-- START Passage --

Figure 3 Experimental Equipment and Procedure: (a) Schematic Diagram of the Experimental System and Equipment, (b) Schematic Diagram of the Experimental Procedure.
(1) Evolution of Injection Pressure
Figure 4 presents statistical plots of water injection pressure (P~inj~), axial pressure (σ~a~), and confining pressure (σ~c~) over time during water injection. It should be noted that only the pressurization stages were considered, while the periods for T₂ and MRI measurements were excluded. Overall, regardless of the α value, the water injection process can be divided into four typical stages: Slow Pressurization Stage (Ⅰ), Stable Pressurization Stage (Ⅱ), Rapid Pressurization Stage (Ⅲ), and Constant Pressure Stage (Ⅳ). The injection pressure curve shows a gradual increase during the Slow Pressurization Stage, with no significant pressure increase; subsequently, the injection pressure continues to increase steadily, then accelerates rapidly, and finally stabilizes at a maximum value. Taking α = 0° (Specimen #1) as an example, during the Slow Pressurization Stage (Ⅰ), the injection pressure increased slowly, taking 2041 seconds to rise from 0 to 0.10 MPa. This slow pressure accumulation corresponds to the initial filling of the pre-existing fracture space with water. As water injection continued, the rate of injection pressure increase accelerated significantly, taking 3199 seconds to increase from 0.10 MPa to 0.70 MPa. Upon reaching the critical threshold of 0.70 MPa, the pressure surged rapidly to 3.30 MPa. Thereafter, the injection pressure remained essentially constant. The water infiltration rate inside the specimen became comparable to the water injection rate; therefore, despite continuous water injection, the injection pressure stabilized at 3.30 MPa. However, the maximum injection pressures varied with different α values.


Figure 4 Curves of Water Injection Pressure, Axial Pressure, and Confining Pressure Over Time: (a) Specimen #1 (α = 0°), (b) Specimen #2 (α = 15°), (c) Specimen #3 (α = 30°), (d) Specimen #4 (α = 45°)
(2) Fluid Infiltration and Fluid Migration
Magnetic resonance imaging (MRI) enables visual representation of pore water migration and distribution during water injection. In Figure 5, black regions represent water-free areas, while a color gradient from blue to red indicates progressively higher water content, revealing the gradual increase in water infiltration. The length of the infiltration zone along the specimen’s radial direction is defined as the infiltration zone width, and the length along the axial direction is defined as the infiltration zone length (see Figure 5).

-- END Passage --

→ To do
Return the stretch of the water injection passage between "Figure 3 Experimental" and "the Experimental Procedure.", inclusive, copied word for word. Rely on the water injection passage alone.

-- START Extracted data --

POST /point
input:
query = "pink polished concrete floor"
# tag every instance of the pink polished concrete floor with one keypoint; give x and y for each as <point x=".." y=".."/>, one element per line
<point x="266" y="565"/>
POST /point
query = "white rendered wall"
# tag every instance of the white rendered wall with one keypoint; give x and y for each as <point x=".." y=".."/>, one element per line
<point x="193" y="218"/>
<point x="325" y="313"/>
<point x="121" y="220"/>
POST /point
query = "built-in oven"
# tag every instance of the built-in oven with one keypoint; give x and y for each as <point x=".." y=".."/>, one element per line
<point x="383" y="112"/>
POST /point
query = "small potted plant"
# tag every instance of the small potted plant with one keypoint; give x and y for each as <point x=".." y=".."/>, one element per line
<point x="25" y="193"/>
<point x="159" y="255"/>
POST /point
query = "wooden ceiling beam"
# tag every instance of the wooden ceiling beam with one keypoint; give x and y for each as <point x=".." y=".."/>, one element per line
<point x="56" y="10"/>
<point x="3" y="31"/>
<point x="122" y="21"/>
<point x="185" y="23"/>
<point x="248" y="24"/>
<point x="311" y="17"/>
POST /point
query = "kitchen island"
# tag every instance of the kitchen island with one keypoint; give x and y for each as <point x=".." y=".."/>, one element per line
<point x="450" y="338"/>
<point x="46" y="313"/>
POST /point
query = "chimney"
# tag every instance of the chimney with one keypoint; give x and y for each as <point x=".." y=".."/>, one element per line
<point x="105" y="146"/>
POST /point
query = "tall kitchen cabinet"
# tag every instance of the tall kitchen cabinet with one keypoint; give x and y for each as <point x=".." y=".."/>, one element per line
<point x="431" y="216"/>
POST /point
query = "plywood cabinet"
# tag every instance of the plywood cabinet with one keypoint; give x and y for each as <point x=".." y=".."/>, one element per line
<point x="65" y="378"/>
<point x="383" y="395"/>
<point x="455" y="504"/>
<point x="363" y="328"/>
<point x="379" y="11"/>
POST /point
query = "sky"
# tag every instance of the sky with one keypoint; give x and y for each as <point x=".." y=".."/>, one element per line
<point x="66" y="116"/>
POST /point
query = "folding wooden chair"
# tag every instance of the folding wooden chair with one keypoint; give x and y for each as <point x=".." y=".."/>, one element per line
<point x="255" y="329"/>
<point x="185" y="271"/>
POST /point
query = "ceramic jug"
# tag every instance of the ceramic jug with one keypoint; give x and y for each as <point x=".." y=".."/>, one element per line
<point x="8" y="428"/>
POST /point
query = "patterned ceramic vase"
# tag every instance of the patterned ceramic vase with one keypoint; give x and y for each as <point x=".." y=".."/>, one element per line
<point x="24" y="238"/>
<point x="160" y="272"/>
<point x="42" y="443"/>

-- END Extracted data --
-- START Extracted data --

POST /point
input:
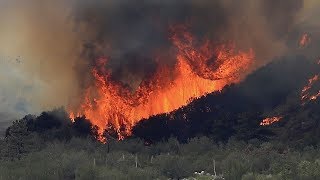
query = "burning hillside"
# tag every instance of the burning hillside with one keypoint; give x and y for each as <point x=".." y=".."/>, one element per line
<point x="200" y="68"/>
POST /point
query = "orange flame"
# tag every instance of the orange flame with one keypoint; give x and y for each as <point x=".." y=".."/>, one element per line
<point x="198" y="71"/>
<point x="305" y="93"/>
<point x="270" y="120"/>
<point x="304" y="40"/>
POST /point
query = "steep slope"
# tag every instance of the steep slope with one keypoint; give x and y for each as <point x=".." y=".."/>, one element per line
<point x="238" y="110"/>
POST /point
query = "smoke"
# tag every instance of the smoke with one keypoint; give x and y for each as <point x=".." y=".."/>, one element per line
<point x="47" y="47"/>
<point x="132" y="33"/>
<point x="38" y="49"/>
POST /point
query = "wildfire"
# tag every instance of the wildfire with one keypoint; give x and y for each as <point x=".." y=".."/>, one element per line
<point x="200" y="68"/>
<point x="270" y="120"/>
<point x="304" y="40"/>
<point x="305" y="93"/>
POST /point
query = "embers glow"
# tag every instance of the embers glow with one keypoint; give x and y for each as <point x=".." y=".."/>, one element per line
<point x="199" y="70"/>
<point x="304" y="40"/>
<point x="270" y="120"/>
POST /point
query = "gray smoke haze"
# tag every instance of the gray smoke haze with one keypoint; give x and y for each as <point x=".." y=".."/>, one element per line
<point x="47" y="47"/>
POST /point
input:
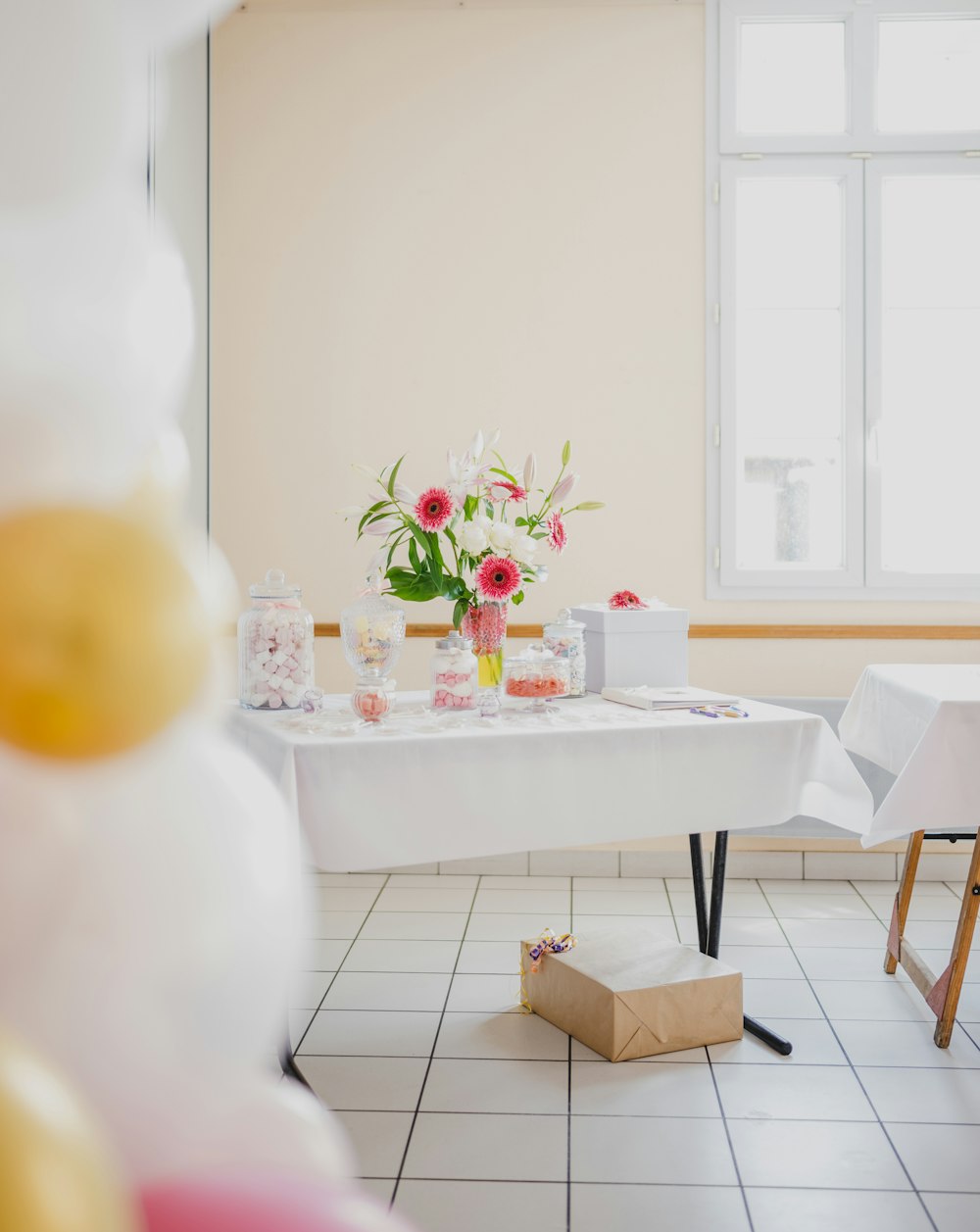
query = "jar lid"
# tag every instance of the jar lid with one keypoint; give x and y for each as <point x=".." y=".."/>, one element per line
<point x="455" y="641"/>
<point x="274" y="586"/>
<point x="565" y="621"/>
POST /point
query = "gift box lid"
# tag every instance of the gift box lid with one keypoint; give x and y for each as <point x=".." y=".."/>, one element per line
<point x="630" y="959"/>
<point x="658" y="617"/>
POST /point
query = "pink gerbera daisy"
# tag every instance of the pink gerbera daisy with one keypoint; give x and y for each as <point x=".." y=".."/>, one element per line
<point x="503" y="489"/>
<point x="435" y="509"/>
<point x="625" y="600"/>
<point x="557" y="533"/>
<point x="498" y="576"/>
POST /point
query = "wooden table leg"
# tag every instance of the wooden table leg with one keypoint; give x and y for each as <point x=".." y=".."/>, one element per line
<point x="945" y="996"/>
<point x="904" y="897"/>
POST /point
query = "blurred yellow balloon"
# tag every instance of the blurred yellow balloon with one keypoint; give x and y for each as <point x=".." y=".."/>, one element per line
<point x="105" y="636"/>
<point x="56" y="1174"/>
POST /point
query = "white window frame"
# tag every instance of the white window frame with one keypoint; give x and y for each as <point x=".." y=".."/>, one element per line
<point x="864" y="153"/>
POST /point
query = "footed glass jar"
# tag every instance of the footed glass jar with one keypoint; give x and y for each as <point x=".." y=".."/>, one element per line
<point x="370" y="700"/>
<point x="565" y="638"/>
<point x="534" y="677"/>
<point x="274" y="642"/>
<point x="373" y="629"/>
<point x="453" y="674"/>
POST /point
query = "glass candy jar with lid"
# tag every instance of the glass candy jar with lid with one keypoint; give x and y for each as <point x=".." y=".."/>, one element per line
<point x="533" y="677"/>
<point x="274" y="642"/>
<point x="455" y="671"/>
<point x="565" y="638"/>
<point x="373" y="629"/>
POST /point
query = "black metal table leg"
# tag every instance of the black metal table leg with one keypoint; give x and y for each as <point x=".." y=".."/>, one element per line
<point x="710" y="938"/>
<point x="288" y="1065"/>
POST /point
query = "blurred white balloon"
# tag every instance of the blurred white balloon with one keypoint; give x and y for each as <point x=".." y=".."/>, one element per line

-- END Extracted data --

→ Exercise solution
Figure 3 Experimental Equipment and Procedure: (a) Schematic Diagram of the Experimental System and Equipment, (b) Schematic Diagram of the Experimental Procedure.